### WHAT YOU NEED TO DO:
Collect every line of the items below that contains the string "pane", with case counting.

### DATA FOR THIS EXERCISE:
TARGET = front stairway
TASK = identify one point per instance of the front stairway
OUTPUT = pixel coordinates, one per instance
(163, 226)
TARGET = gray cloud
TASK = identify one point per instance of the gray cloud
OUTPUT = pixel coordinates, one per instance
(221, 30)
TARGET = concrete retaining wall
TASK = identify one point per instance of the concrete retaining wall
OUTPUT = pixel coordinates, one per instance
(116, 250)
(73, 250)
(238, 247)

...

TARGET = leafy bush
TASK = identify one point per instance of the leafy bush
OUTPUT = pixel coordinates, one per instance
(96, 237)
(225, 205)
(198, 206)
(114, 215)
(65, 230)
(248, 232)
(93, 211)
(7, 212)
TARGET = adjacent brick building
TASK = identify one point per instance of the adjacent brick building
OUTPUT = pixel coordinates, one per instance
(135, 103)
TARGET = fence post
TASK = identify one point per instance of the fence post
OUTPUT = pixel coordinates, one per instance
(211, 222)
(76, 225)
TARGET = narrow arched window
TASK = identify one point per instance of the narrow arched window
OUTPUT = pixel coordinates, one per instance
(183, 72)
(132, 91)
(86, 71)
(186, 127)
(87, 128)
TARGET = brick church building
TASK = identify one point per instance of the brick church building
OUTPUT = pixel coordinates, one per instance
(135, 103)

---

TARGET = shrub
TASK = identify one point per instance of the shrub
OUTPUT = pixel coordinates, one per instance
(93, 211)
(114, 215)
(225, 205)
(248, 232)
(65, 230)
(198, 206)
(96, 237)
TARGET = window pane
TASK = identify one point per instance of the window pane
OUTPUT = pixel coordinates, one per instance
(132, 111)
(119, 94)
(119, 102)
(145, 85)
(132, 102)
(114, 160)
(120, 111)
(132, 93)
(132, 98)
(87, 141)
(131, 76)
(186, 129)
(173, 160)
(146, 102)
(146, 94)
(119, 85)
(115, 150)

### IN RESPONSE:
TARGET = window pane
TASK = identify one point per instance of the window pane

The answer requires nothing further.